* **Reading text**
= = =
When my kids were little and homeschooling was just about play and reading aloud I read a couple of books with essays telling a day in the life of different families. I could not imagine how our life would go when my kids were older. I liked reading about other people's families and wondered what our life would be like in the future.
Today over my morning coffee I read Twitter and a mom with young kids said she was enjoying a cup of coffee alone in a comfy chair while the house was quiet. I realized then that homeschooling can change so much. For me that's a common thing now. Wow, our family life has changed.
I was thinking about writing up a day in our lives but honestly it would probably bore you. Here are some snippets that tell a lot but aren't a blow by blow description.
I basically shift back and forth all day, multitasking. I go from trying to de-stress by reading Twitter and Facebook while my kids do independent learning on their computers such as Khan Academy math for the sixth grader and Thinkwell online curriculum for the ninth grader. You may think I'm wasting time but some web surfing is helping to save my sanity.
= = =
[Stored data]
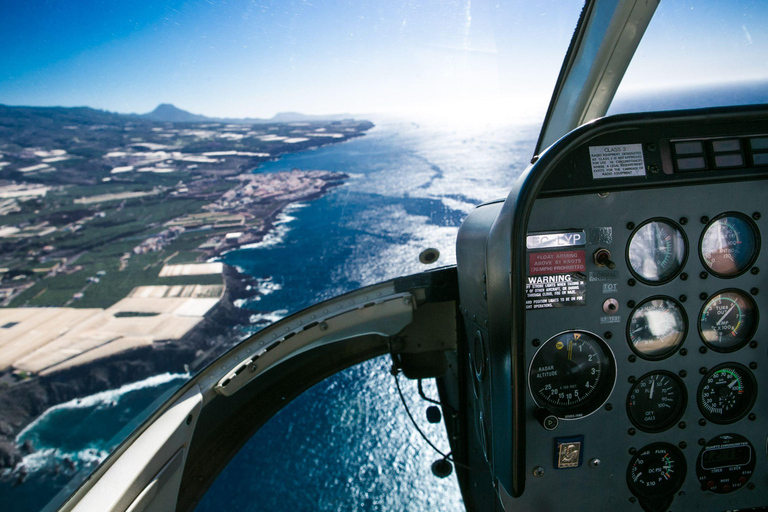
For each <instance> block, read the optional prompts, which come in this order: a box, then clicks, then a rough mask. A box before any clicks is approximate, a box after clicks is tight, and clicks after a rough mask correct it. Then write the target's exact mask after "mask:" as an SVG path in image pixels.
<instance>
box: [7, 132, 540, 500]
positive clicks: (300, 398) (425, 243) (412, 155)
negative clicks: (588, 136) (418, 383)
mask: <svg viewBox="0 0 768 512" xmlns="http://www.w3.org/2000/svg"><path fill="white" fill-rule="evenodd" d="M374 121H376V124H377V126H376V127H375V128H373V129H372V130H370V131H369V132H367V133H366V135H365V136H363V137H360V138H357V139H353V140H350V141H347V142H344V143H341V144H336V145H329V146H324V147H321V148H318V149H315V150H310V151H305V152H300V153H295V154H291V155H286V156H284V157H282V158H280V159H278V160H276V161H273V162H269V163H266V164H263V165H261V166H259V167H258V168H257V169H256V170H255V171H254V172H257V173H269V172H278V171H282V170H291V169H293V168H300V169H305V170H309V169H322V170H328V171H340V172H345V173H347V174H349V176H350V178H349V179H348V180H346V182H345V183H344V184H343V185H342V186H340V187H337V188H335V189H332V190H331V191H330V192H329V193H328V194H326V195H324V196H323V197H321V198H319V199H317V200H314V201H309V202H305V203H298V204H294V205H292V206H290V207H289V208H288V209H286V210H285V211H284V212H283V213H282V214H281V215H280V218H279V221H278V223H277V225H276V228H275V230H274V231H273V232H272V233H271V234H270V235H269V236H267V237H266V238H265V239H264V240H263V241H262V242H260V243H258V244H254V245H252V246H250V247H248V248H241V249H239V250H236V251H233V252H231V253H228V254H226V255H224V257H223V258H222V259H223V261H225V262H226V263H228V264H230V265H235V266H237V267H238V268H239V269H241V270H242V271H244V272H245V273H247V274H249V275H251V276H254V277H255V278H256V282H257V283H258V289H257V290H254V292H255V293H254V298H252V299H251V300H246V301H243V302H242V303H241V304H240V305H241V306H242V307H246V308H248V309H251V310H252V311H253V314H252V316H251V321H252V324H251V326H249V327H247V328H245V329H244V331H245V332H244V333H243V334H244V335H245V334H247V332H249V331H251V332H252V331H256V330H258V329H260V328H262V327H264V326H265V325H268V324H269V323H270V322H274V321H277V320H279V319H281V318H283V317H285V316H287V315H289V314H290V313H292V312H294V311H298V310H300V309H302V308H305V307H307V306H309V305H310V304H313V303H315V302H318V301H321V300H324V299H328V298H331V297H333V296H335V295H338V294H340V293H344V292H347V291H350V290H354V289H356V288H359V287H361V286H365V285H369V284H373V283H377V282H380V281H384V280H387V279H391V278H394V277H397V276H400V275H404V274H412V273H417V272H421V271H423V270H426V269H428V268H433V267H436V266H442V265H450V264H454V263H455V259H456V258H455V249H454V244H455V237H456V233H457V230H458V227H459V225H460V224H461V222H462V220H463V219H464V217H466V215H467V214H468V213H469V211H471V209H472V208H474V207H475V206H476V205H477V204H479V203H481V202H483V201H487V200H490V199H496V198H499V197H504V196H506V194H507V193H508V191H509V189H510V187H511V185H512V183H513V181H514V179H515V178H516V177H517V176H518V175H519V173H520V172H521V171H522V170H523V169H524V168H525V167H526V166H527V163H528V161H529V160H530V157H531V152H532V150H533V147H534V143H535V139H536V136H537V135H538V130H539V126H538V125H535V126H534V125H528V126H519V125H512V124H509V125H489V124H484V123H481V124H467V123H455V124H453V125H451V124H446V123H440V124H425V123H415V122H411V121H398V120H391V119H390V120H374ZM428 247H433V248H437V249H438V250H439V251H440V258H439V260H438V261H437V262H436V263H435V264H432V265H429V266H425V265H423V264H421V263H420V262H419V260H418V255H419V253H420V252H421V251H422V250H423V249H425V248H428ZM389 366H390V362H389V360H388V357H382V358H378V359H374V360H372V361H368V362H366V363H363V364H361V365H358V366H356V367H353V368H350V369H348V370H346V371H344V372H342V373H340V374H337V375H335V376H333V377H331V378H329V379H327V380H326V381H324V382H321V383H320V384H318V385H316V386H315V387H314V388H312V389H310V390H309V391H307V392H306V393H304V394H303V395H302V396H300V397H299V398H297V399H296V400H294V401H293V402H292V403H291V404H289V405H288V406H287V407H286V408H285V409H283V410H282V411H281V412H280V413H278V414H277V415H276V416H275V417H274V418H273V419H272V420H271V421H270V422H269V423H268V424H267V425H265V426H264V427H263V428H262V429H261V430H260V431H259V432H257V433H256V435H254V437H253V438H252V439H251V440H250V441H249V442H248V443H247V444H246V445H245V447H244V448H243V449H242V450H241V452H240V453H239V454H238V455H237V456H236V457H235V458H234V459H233V460H232V462H231V463H230V464H229V466H228V467H227V468H226V469H225V470H224V472H223V473H222V474H221V476H220V477H219V479H218V480H217V481H216V482H215V483H214V485H213V486H212V488H211V489H210V491H209V492H208V493H207V495H206V496H205V499H204V500H203V501H202V503H201V504H200V505H199V507H198V510H200V511H214V510H215V511H218V510H222V509H225V508H232V507H237V508H238V509H242V510H264V511H269V510H277V509H283V508H288V509H291V510H313V511H314V510H414V511H416V510H463V509H464V507H463V504H462V502H461V495H460V493H459V490H458V485H457V483H456V480H455V477H453V476H452V477H449V478H446V479H443V480H441V479H438V478H436V477H434V476H433V475H432V473H431V471H430V465H431V463H432V462H433V461H434V460H436V459H437V458H438V455H437V454H436V453H434V452H433V451H432V449H431V448H430V447H429V446H428V445H427V444H426V443H425V442H424V441H423V439H421V437H420V436H419V435H418V433H417V432H416V431H415V429H414V428H413V426H412V425H411V424H410V421H409V420H408V417H407V415H406V412H405V410H404V408H403V406H402V404H401V403H400V399H399V397H398V395H397V393H396V390H395V386H394V380H393V377H392V376H391V375H390V374H389ZM188 377H189V376H188V375H181V374H164V375H159V376H155V377H152V378H150V379H147V380H145V381H142V382H138V383H134V384H131V385H128V386H124V387H122V388H120V389H118V390H112V391H107V392H104V393H99V394H97V395H94V396H91V397H85V398H83V399H80V400H74V401H72V402H68V403H65V404H61V405H59V406H56V407H54V408H52V409H50V410H48V411H46V412H45V413H44V414H43V416H41V417H40V418H39V419H38V420H37V421H36V422H35V423H33V424H32V425H30V426H29V427H28V428H27V429H25V431H24V432H22V433H21V434H20V435H19V436H18V438H17V441H18V442H19V443H23V442H24V441H27V440H29V441H31V442H32V444H33V446H34V447H35V452H33V453H32V454H30V455H27V456H26V457H25V459H24V466H25V468H26V471H27V476H26V479H25V481H24V483H23V484H21V485H14V482H15V480H16V477H18V471H17V473H16V474H15V475H12V477H13V478H11V479H10V480H7V481H4V482H0V503H3V504H4V506H3V508H4V509H6V507H7V509H8V510H40V509H41V508H43V507H44V505H45V504H46V503H47V502H48V501H49V500H51V499H52V498H53V497H54V496H55V495H56V493H57V492H58V491H59V489H61V488H62V487H63V486H65V484H66V483H67V482H68V481H70V480H71V479H72V477H73V473H74V472H75V471H76V470H83V472H85V473H87V472H88V471H90V470H92V469H93V468H94V467H95V465H96V464H98V462H100V461H101V460H103V458H104V457H105V456H106V454H107V453H108V451H109V450H110V449H112V448H114V447H115V446H116V445H117V444H118V443H119V442H120V441H121V440H122V439H123V438H124V437H125V436H126V435H128V434H129V433H130V431H131V430H132V429H133V428H134V427H135V426H136V425H138V424H139V423H140V421H141V420H143V419H144V418H145V417H146V415H147V414H149V411H151V410H153V409H154V408H155V407H156V405H157V402H158V401H161V400H162V399H163V397H164V396H167V395H168V394H170V393H172V392H173V390H175V389H177V387H178V386H180V385H181V384H182V383H183V382H185V381H186V379H187V378H188ZM401 383H402V385H403V387H404V393H405V395H406V400H407V401H408V403H409V407H410V408H411V411H412V412H413V413H414V415H415V417H416V418H417V421H419V424H420V426H421V427H422V428H423V429H424V430H425V432H426V433H427V435H428V436H429V438H430V439H431V440H432V441H433V442H435V443H436V444H437V445H438V446H439V447H440V448H441V449H442V450H448V442H447V439H446V436H445V431H444V429H443V427H442V425H440V424H438V425H430V424H428V423H427V421H426V419H425V417H424V411H425V409H426V405H427V404H425V403H424V402H423V401H422V400H421V399H420V398H419V396H418V393H417V391H416V385H415V383H413V382H409V381H407V380H406V379H402V378H401ZM426 389H427V393H428V394H430V395H432V396H436V394H437V393H436V390H435V388H434V386H433V385H432V384H431V383H430V384H429V385H427V386H426ZM145 409H146V410H145ZM141 411H143V412H141ZM81 475H82V473H81ZM71 485H72V483H70V486H71ZM70 488H71V487H70ZM68 489H69V488H68ZM68 489H66V490H65V491H64V493H68V492H69V491H68ZM61 497H62V496H59V498H61ZM56 501H58V499H57V500H56Z"/></svg>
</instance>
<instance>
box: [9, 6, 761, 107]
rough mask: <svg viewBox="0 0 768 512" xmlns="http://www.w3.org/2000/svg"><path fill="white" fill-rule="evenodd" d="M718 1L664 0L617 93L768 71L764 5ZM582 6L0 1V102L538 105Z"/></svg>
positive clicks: (293, 104)
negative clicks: (623, 87)
mask: <svg viewBox="0 0 768 512" xmlns="http://www.w3.org/2000/svg"><path fill="white" fill-rule="evenodd" d="M728 4H729V5H730V6H731V12H730V13H723V12H721V11H722V9H719V8H717V7H716V6H718V5H719V6H721V7H722V5H723V4H722V2H716V1H714V0H696V1H694V0H691V1H683V0H679V1H672V0H663V1H662V2H661V6H660V7H659V10H658V12H657V18H658V20H657V19H655V20H654V23H656V22H657V21H658V25H657V26H654V23H652V25H651V28H649V31H648V33H647V38H646V39H647V41H646V40H644V41H643V44H642V45H641V51H642V54H643V56H644V59H641V60H640V61H638V64H637V65H634V64H633V67H631V68H630V70H629V71H628V73H627V79H628V84H629V85H628V86H627V87H629V88H632V87H634V88H636V89H647V88H648V87H654V86H663V85H664V84H667V83H670V84H675V85H680V84H685V83H691V82H692V83H699V82H702V81H707V80H708V81H710V82H712V81H717V80H722V77H723V76H724V72H727V73H731V74H732V75H733V76H738V78H739V79H749V78H755V77H757V78H760V77H768V58H765V56H766V49H767V48H768V41H767V39H768V34H767V33H766V31H768V2H764V1H761V0H755V1H754V2H750V1H748V0H741V1H736V0H733V1H730V2H728ZM581 6H582V1H581V0H541V1H532V0H527V1H513V2H502V1H500V0H499V1H497V0H419V1H418V2H416V1H413V0H411V1H408V0H349V1H341V0H273V1H260V0H228V1H220V0H173V1H160V0H133V1H129V2H126V1H119V0H110V1H100V0H24V1H17V0H0V12H2V16H0V48H2V52H0V103H2V104H8V105H38V106H50V105H61V106H90V107H94V108H100V109H105V110H110V111H117V112H126V113H127V112H136V113H144V112H148V111H151V110H152V109H154V108H155V107H156V106H157V105H158V104H159V103H173V104H174V105H176V106H178V107H179V108H183V109H185V110H189V111H191V112H194V113H199V114H205V115H209V116H227V117H270V116H272V115H274V114H275V113H277V112H284V111H298V112H303V113H308V114H330V113H352V114H355V113H376V112H383V113H402V112H417V111H424V112H430V111H432V112H434V111H446V110H448V109H451V110H454V111H459V112H460V111H462V110H472V111H477V110H480V111H485V112H488V113H495V114H497V115H508V113H509V112H520V113H521V115H524V114H526V113H530V112H533V111H536V112H539V111H541V110H543V109H545V108H546V103H547V100H548V99H549V96H550V95H551V93H552V90H553V88H554V85H555V80H556V78H557V74H558V71H559V68H560V65H561V64H562V60H563V57H564V55H565V52H566V50H567V47H568V43H569V41H570V38H571V35H572V34H573V30H574V28H575V25H576V21H577V19H578V15H579V12H580V10H581ZM681 18H682V19H684V20H686V23H687V24H684V25H683V26H681V25H680V23H679V21H680V19H681ZM651 35H652V36H653V37H650V36H651ZM670 48H678V49H679V55H676V54H674V53H673V54H672V55H670V51H669V49H670ZM701 49H705V50H706V51H707V52H708V53H704V54H703V55H699V54H700V53H701V52H700V51H698V50H701ZM694 50H696V51H697V52H698V53H696V52H694ZM694 53H696V55H695V56H694ZM734 55H736V56H737V58H734ZM660 56H662V57H663V59H661V58H660ZM671 57H674V58H671ZM630 79H631V80H630Z"/></svg>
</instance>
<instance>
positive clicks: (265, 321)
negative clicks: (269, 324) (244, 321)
mask: <svg viewBox="0 0 768 512" xmlns="http://www.w3.org/2000/svg"><path fill="white" fill-rule="evenodd" d="M287 315H288V310H287V309H278V310H277V311H272V312H270V313H255V314H253V315H251V317H250V319H249V320H250V322H251V323H252V324H272V323H275V322H277V321H279V320H282V319H283V318H285V317H286V316H287Z"/></svg>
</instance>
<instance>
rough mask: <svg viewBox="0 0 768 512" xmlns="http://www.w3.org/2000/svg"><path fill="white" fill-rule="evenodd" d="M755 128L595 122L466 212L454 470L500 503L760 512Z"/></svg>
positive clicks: (697, 113) (757, 228) (763, 232)
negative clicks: (461, 337) (464, 473)
mask: <svg viewBox="0 0 768 512" xmlns="http://www.w3.org/2000/svg"><path fill="white" fill-rule="evenodd" d="M766 119H768V108H765V107H745V108H730V109H714V110H702V111H688V112H668V113H658V114H643V115H642V116H640V115H634V116H633V115H627V116H616V117H614V118H605V119H601V120H599V121H596V122H594V123H592V124H590V125H587V126H584V127H581V128H579V129H577V130H575V131H574V132H572V133H570V134H568V135H567V136H565V137H564V138H563V139H561V140H560V141H558V142H557V143H556V144H555V145H553V147H552V148H550V149H548V150H547V151H546V152H544V153H543V154H542V155H540V157H539V158H538V160H537V161H536V162H535V163H534V164H533V165H532V167H531V168H529V169H528V171H526V173H524V175H523V176H521V178H520V180H519V181H518V183H517V184H516V185H515V187H514V188H513V190H512V192H511V193H510V195H509V197H507V199H506V200H505V201H503V202H501V201H498V202H492V203H488V204H485V205H481V206H480V207H478V208H477V209H476V210H475V211H473V212H472V213H471V214H470V215H469V217H468V218H467V220H465V222H464V224H463V225H462V227H461V229H460V231H459V237H458V243H457V268H458V280H459V294H460V301H461V303H460V307H459V309H460V311H461V314H462V317H463V321H464V324H465V326H466V332H467V338H468V339H473V340H474V341H473V342H472V343H470V344H468V347H467V359H468V360H470V361H474V364H477V363H478V360H482V367H483V372H481V373H478V372H476V371H469V373H467V375H469V377H468V379H467V380H468V381H471V382H466V386H467V389H471V392H470V396H471V400H469V403H467V406H466V413H465V414H466V416H467V417H468V419H467V421H468V423H469V424H468V426H467V430H469V431H473V432H475V433H476V437H477V438H478V439H479V440H480V441H479V443H478V444H477V445H472V444H471V445H470V447H474V448H472V449H470V450H468V452H467V453H468V456H467V457H468V458H467V460H468V462H470V463H474V462H478V463H482V464H485V465H487V466H488V467H490V470H491V471H490V474H491V475H492V482H493V488H494V489H495V490H496V493H497V494H498V496H499V497H500V501H501V503H502V506H503V507H504V508H505V509H507V510H523V511H525V510H531V511H533V510H568V509H571V508H581V507H590V508H597V509H600V510H646V511H654V512H656V511H658V512H661V511H664V510H722V511H725V510H740V509H751V508H759V507H766V506H768V492H766V486H768V455H767V450H766V447H767V446H768V413H766V411H768V392H767V390H766V389H765V377H764V376H763V374H764V373H765V371H766V370H768V336H767V335H768V331H767V330H766V326H765V325H764V324H765V322H763V321H762V318H763V317H762V315H764V314H768V302H767V301H766V296H767V294H768V287H766V283H765V275H766V274H765V273H766V272H768V250H765V248H764V247H763V246H762V240H763V237H764V236H765V235H766V233H767V232H768V226H766V219H765V218H764V216H765V214H766V211H765V210H766V208H765V204H766V203H765V198H766V197H768V134H767V133H766V128H765V127H766ZM454 448H455V449H458V448H460V447H458V446H456V447H454ZM473 450H474V451H473ZM474 452H479V453H480V454H481V455H480V456H479V457H480V460H479V461H474V460H473V457H474V455H472V454H473V453H474ZM468 478H469V480H470V482H471V485H479V483H478V484H475V483H474V481H477V482H480V481H481V480H482V479H481V477H476V478H475V477H473V476H471V475H470V476H469V477H468ZM596 497H599V503H596V502H595V499H596Z"/></svg>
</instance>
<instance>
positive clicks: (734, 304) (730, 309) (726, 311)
mask: <svg viewBox="0 0 768 512" xmlns="http://www.w3.org/2000/svg"><path fill="white" fill-rule="evenodd" d="M735 307H736V303H735V302H734V303H733V304H731V307H730V308H728V311H726V312H725V313H724V314H723V316H721V317H720V320H718V321H717V323H716V324H715V325H720V324H721V323H722V321H723V320H725V317H727V316H728V313H730V312H731V310H732V309H733V308H735Z"/></svg>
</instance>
= = =
* **What you need to do**
1 – Transcribe the passage of the homeschooling post that opens with the words containing "Today over my" and closes with "life has changed.".
2 – According to the homeschooling post, what does the ninth grader use for independent learning?
The items are not needed here.

* **Task solutions**
1 –
Today over my morning coffee I read Twitter and a mom with young kids said she was enjoying a cup of coffee alone in a comfy chair while the house was quiet. I realized then that homeschooling can change so much. For me that's a common thing now. Wow, our family life has changed.

2 – Thinkwell online curriculum.